• Try it: Return all the entries. Match them word for word.

[Available records]

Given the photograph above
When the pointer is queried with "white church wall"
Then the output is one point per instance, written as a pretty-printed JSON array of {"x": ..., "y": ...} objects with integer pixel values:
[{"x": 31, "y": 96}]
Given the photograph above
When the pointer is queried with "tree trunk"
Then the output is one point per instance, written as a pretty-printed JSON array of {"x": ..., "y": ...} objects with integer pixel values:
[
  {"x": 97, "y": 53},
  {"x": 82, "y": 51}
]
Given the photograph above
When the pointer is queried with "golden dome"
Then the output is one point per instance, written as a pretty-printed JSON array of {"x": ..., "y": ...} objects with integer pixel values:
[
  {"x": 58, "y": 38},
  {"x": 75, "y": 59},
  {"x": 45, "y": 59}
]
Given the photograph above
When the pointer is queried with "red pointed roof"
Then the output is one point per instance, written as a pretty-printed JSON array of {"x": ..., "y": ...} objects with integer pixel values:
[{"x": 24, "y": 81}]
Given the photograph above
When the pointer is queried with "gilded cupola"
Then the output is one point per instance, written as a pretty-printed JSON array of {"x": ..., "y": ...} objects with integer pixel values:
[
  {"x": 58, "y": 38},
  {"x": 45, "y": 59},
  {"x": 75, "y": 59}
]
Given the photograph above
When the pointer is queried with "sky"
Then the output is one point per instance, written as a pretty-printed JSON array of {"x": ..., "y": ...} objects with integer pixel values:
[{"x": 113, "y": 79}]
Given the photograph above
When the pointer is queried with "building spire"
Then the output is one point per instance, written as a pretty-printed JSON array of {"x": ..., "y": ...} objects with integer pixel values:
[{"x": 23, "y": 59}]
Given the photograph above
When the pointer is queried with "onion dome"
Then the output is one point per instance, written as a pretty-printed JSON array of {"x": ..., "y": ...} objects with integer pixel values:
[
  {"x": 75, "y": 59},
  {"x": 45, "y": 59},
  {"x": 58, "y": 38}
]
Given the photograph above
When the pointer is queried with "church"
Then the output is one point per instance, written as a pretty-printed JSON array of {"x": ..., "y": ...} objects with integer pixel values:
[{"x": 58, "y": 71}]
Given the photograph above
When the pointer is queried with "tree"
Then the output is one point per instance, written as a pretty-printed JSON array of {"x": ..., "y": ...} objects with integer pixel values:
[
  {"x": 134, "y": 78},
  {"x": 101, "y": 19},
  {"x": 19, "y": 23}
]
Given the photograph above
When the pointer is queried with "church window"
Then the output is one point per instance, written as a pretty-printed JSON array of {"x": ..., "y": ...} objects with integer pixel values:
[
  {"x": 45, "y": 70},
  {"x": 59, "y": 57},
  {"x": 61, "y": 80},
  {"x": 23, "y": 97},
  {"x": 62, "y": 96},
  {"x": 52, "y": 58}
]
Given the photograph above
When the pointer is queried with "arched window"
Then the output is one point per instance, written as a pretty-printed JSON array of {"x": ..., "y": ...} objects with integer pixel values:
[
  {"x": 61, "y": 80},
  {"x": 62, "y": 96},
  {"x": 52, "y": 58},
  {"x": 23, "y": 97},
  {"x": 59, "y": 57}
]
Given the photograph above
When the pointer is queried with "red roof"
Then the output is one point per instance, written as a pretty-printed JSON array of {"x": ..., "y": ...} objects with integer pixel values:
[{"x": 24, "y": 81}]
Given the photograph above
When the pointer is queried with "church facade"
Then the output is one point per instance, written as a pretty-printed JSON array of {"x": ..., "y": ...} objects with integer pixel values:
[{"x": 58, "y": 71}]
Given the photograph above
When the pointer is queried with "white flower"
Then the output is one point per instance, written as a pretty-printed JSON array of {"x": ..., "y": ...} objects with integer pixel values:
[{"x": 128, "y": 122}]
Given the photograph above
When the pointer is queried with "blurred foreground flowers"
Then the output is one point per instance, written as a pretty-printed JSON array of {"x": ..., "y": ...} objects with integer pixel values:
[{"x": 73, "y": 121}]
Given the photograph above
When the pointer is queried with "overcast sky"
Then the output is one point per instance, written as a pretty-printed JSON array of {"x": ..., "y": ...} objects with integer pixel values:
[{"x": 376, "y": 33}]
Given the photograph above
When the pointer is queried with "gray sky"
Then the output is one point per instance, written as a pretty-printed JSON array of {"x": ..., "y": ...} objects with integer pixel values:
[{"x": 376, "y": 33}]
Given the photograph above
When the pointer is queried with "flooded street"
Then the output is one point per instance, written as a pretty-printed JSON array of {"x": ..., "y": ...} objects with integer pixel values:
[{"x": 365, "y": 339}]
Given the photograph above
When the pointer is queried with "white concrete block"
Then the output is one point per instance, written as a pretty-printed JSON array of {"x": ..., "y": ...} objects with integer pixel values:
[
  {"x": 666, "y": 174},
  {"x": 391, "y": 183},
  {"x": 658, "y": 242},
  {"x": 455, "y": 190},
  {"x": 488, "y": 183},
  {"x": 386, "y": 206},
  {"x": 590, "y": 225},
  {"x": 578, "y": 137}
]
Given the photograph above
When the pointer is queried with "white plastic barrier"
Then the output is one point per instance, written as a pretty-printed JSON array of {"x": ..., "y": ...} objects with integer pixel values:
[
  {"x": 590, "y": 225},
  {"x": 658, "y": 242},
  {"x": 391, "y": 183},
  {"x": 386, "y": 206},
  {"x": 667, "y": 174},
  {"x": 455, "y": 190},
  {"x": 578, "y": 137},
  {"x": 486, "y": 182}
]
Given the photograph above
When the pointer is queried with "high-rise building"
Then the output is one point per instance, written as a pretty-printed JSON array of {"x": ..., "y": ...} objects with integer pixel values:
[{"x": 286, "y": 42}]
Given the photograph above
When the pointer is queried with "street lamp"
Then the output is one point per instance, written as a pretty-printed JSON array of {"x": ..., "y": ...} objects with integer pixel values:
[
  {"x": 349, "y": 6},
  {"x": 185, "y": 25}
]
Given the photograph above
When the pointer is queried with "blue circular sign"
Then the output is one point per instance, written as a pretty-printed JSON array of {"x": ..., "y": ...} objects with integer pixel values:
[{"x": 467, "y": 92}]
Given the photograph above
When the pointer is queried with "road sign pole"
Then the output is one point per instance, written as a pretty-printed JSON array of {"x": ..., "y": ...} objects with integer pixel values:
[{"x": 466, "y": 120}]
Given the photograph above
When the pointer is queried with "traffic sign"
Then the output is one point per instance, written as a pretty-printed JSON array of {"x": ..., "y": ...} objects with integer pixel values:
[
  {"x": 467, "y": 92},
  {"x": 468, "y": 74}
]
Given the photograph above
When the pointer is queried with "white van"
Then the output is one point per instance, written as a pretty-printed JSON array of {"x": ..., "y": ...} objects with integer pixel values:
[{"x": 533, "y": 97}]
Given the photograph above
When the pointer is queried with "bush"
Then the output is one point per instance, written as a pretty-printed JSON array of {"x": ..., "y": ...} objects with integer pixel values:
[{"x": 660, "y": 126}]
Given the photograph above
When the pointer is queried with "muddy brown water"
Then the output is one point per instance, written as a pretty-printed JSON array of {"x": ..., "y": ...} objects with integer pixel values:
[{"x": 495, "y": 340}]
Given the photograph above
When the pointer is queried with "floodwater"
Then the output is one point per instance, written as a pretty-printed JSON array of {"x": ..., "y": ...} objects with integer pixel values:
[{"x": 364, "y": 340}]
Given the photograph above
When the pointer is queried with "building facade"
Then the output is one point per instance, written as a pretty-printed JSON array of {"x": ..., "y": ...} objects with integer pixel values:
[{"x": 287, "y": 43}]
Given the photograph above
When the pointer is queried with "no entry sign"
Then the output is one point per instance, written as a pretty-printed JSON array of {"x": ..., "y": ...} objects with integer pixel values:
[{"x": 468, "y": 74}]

[/Available records]

• Answer:
Given the photograph above
When the pointer is queried with "white church wall"
Then the output is one point per instance, written as a pretty-printed JSON array of {"x": ..., "y": ...} objects with integer pixel values:
[{"x": 31, "y": 96}]
Given the photograph above
When the pointer is queried with "tree trunk"
Then the output is one point per instance, written as a pretty-printed JSON array of {"x": ..., "y": ...} objects with integer pixel values:
[
  {"x": 97, "y": 53},
  {"x": 82, "y": 51}
]
Given the photograph above
When the pointer is queried with "golden dome"
Then the output is one point per instance, written as a pretty-printed JSON array of {"x": ..., "y": ...} objects with integer pixel values:
[
  {"x": 58, "y": 38},
  {"x": 75, "y": 59},
  {"x": 45, "y": 59}
]
Given the photograph above
When the pointer is queried with "red pointed roof"
Then the output is one point per instance, written as a pretty-printed JSON array of {"x": ..., "y": ...} objects with integer pixel values:
[{"x": 24, "y": 81}]
Given the photograph above
When the pointer is queried with "gilded cupola"
Then the output is one point per instance, written as a pretty-printed JSON array of {"x": ..., "y": ...} objects with integer pixel values:
[
  {"x": 58, "y": 38},
  {"x": 45, "y": 59},
  {"x": 75, "y": 59}
]
Given the photograph above
When the pointer is queried with "sky"
Then the output is one point per instance, written as a pretty-printed JSON array of {"x": ..., "y": ...} objects with integer pixel values:
[{"x": 113, "y": 79}]
Given the photograph above
When the pointer is queried with "building spire"
Then the output is one point per instance, written as a pretty-printed JSON array of {"x": ..., "y": ...} objects with integer pixel values:
[{"x": 23, "y": 59}]
Given the photograph above
When the pointer is queried with "onion dome"
Then the output is one point per instance, written as a pretty-printed JSON array of {"x": ..., "y": ...} objects with integer pixel values:
[
  {"x": 75, "y": 59},
  {"x": 45, "y": 59},
  {"x": 58, "y": 38}
]
Given the photograph above
When the pointer is queried with "church"
Then the output is one point per instance, written as a pretty-printed JSON array of {"x": ..., "y": ...} objects with integer pixel values:
[{"x": 58, "y": 71}]
Given the photograph above
When the pointer is queried with "tree"
Then the output is one point per instance, written as a pretty-printed JSON array of {"x": ..., "y": ...} objects with integer pixel values:
[
  {"x": 134, "y": 78},
  {"x": 101, "y": 19},
  {"x": 19, "y": 23}
]
Given the photograph above
When the pointer is queried with "church window"
Then the output is one point per instance, written as a pretty-printed JSON array of {"x": ..., "y": ...} objects with integer pixel values:
[
  {"x": 45, "y": 70},
  {"x": 59, "y": 57},
  {"x": 61, "y": 80},
  {"x": 23, "y": 97},
  {"x": 62, "y": 96},
  {"x": 52, "y": 58}
]
Given the photograph above
When the pointer is queried with "arched window"
Then the output is one point per instance, written as a pretty-printed JSON array of {"x": ..., "y": ...} objects with integer pixel values:
[
  {"x": 61, "y": 80},
  {"x": 62, "y": 96},
  {"x": 52, "y": 58},
  {"x": 23, "y": 97},
  {"x": 59, "y": 57}
]
Given the photograph above
When the pointer is queried with "red roof"
Then the output is one point per instance, written as a pretty-printed JSON array of {"x": ..., "y": ...} objects with integer pixel values:
[{"x": 24, "y": 81}]
Given the photograph above
When the pointer is queried with "church facade"
Then the output is one point per instance, written as a pretty-printed JSON array of {"x": ..., "y": ...} objects with integer pixel values:
[{"x": 58, "y": 71}]
Given the photograph above
When the pointer is queried with "white flower"
Then the output is one point per instance, written as a pretty-printed JSON array of {"x": ..., "y": ...} objects with integer pixel values:
[{"x": 128, "y": 122}]
Given the photograph above
When the pointer is queried with "blurred foreground flowers"
Then the output is one point per instance, written as a pretty-printed JSON array of {"x": ..., "y": ...} objects with integer pixel values:
[{"x": 73, "y": 121}]
Given the photograph above
When the pointer is queried with "overcast sky"
Then the output is one point per instance, written as a pretty-printed JSON array of {"x": ..., "y": ...} objects with integer pixel values:
[{"x": 376, "y": 33}]
Given the photograph above
When the pointer is queried with "gray sky"
Then the output is one point per instance, written as a pretty-printed JSON array of {"x": ..., "y": ...} objects with integer pixel values:
[{"x": 376, "y": 33}]
Given the photograph above
When the pointer is queried with "flooded street"
Then the output is one point per instance, written as a pretty-printed JSON array of {"x": ..., "y": ...} objects with integer pixel values:
[{"x": 365, "y": 339}]
Given the photograph above
When the pointer is queried with "white concrete block"
Then the output is one point per instance, written as a pretty-printed JSON array of {"x": ..., "y": ...} objects with integer pixel values:
[
  {"x": 666, "y": 174},
  {"x": 391, "y": 183},
  {"x": 658, "y": 242},
  {"x": 455, "y": 190},
  {"x": 488, "y": 183},
  {"x": 386, "y": 206},
  {"x": 590, "y": 225},
  {"x": 578, "y": 137}
]
Given the photograph above
When the pointer is queried with "white plastic barrier"
Then the output is one point per instance, written as a pretty-printed JSON array of {"x": ..., "y": ...} objects with integer pixel values:
[
  {"x": 590, "y": 225},
  {"x": 658, "y": 242},
  {"x": 391, "y": 183},
  {"x": 386, "y": 206},
  {"x": 667, "y": 174},
  {"x": 455, "y": 190},
  {"x": 578, "y": 137},
  {"x": 486, "y": 182}
]
Given the photograph above
When the pointer is queried with "high-rise building"
Then the output is one point per instance, written as a pretty-printed JSON array of {"x": ..., "y": ...} objects with integer pixel values:
[{"x": 286, "y": 42}]
Given the photograph above
When the pointer is queried with "street lamp"
Then the output is one point per instance, written as a pretty-printed JSON array of {"x": ..., "y": ...} objects with integer pixel values:
[
  {"x": 349, "y": 6},
  {"x": 185, "y": 25}
]
Given the photograph above
When the pointer is queried with "blue circular sign"
Then the output is one point per instance, written as a pretty-printed JSON array of {"x": ..., "y": ...} objects with integer pixel values:
[{"x": 467, "y": 92}]
Given the photograph above
When the pointer is queried with "road sign pole"
Then the output is one point per instance, written as a pretty-printed JSON array of {"x": ..., "y": ...} objects with integer pixel values:
[{"x": 466, "y": 120}]
Given the photograph above
When the pointer is queried with "traffic sign"
Then the output is one point per instance, written as a pretty-printed JSON array of {"x": ..., "y": ...} objects with integer pixel values:
[
  {"x": 467, "y": 92},
  {"x": 468, "y": 74}
]
Given the photograph above
When the pointer is queried with "white van"
Then the output is one point per instance, written as a pretty-printed JSON array of {"x": ..., "y": ...} objects with integer pixel values:
[{"x": 533, "y": 97}]
Given the photograph above
When the pointer is queried with "bush"
Then the output is one point per instance, written as a pretty-printed JSON array of {"x": ..., "y": ...} objects with integer pixel values:
[{"x": 660, "y": 126}]
Given the photograph above
When the pointer is queried with "muddy brown water"
Then the output is one point per instance, written as a pretty-printed JSON array of {"x": ..., "y": ...} objects with integer pixel values:
[{"x": 495, "y": 340}]
Given the photograph above
When the pointer is queried with "floodwater"
Then the output is one point per instance, written as a pretty-printed JSON array of {"x": ..., "y": ...} objects with integer pixel values:
[{"x": 364, "y": 340}]
Given the photograph above
When the pointer is queried with "building facade"
Then the output is one point per instance, written as a pretty-printed JSON array of {"x": ..., "y": ...} objects with integer pixel values:
[{"x": 287, "y": 43}]
Given the photograph above
When the pointer is queried with "no entry sign"
Then the output is one point per instance, written as a pretty-printed JSON array of {"x": ..., "y": ...} objects with integer pixel values:
[{"x": 468, "y": 74}]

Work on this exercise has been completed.